Document excerpt ->
════════════════

K2, referred to menaquinones, describes a group of varying chemical structures that are used outside the liver (in the bone and vascular wall). The number of isoprenyl units determines the name of the structure. So, a K2 with 4-isoprenyl units is MK4, and MK7 means there are 7 isoprenyl units. This is the form that is involved in bone health and the focus of kidney-relevant associations of this vitamin. 

Vitamin K2 can be found in the diet in multiple forms (for example, MK4, MK7, MK8, and MK9) in egg yolks, meats, cheese, and other dairy products, natto (fermented soybeans), and seems to be much more readily bioavailable than K1 sources. In addition, menaquinones are synthesized by bacteria in the colon. 

Considering what we already know about the impact of the microbiome on kidney health and risk factors, menaquinone might play a larger role in the gut-kidney connection than we’ve been giving it credit for. Though there are multiple factors that contribute to the circulating level of vitamin K in the body, there is speculation that dysbiosis (imbalance of healthy gut bacteria in the gut) may be a significant contributing factor to inadequate circulating levels of K2 contributing to cardiovascular, kidney, and bone disease. 

Supplementing Vitamin K2

Supplements containing vitamin K are available commercially as K1, MK4, and MK7. However, it’s important to note that the safety and efficacy of each form are not equal and have contributed to significant confusion and inaccurate recommendations. 

There’s little evidence supporting the supplementation of phylloquinone or K1. This may be due to poor bioavailability and a low rate of conversion to active forms. K2, on the other hand, seems to be the superior form, with more recent data supporting the use of MK7.

════════════════

Given data ->
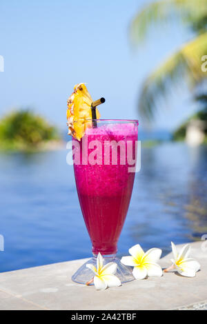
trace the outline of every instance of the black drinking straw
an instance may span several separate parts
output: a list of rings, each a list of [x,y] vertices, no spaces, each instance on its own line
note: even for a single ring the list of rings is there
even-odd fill
[[[91,103],[91,113],[92,113],[92,128],[96,128],[97,127],[97,112],[96,108],[97,105],[101,105],[101,103],[105,103],[106,100],[104,98],[100,98],[100,99],[92,101]]]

════════════════

Your goal ->
Put this sentence from the vitamin K2 passage into Spanish: "In addition, menaquinones are synthesized by bacteria in the colon." You won't need the material for this.

Result ->
Además, las menaquinonas son sintetizadas por bacterias en el colon.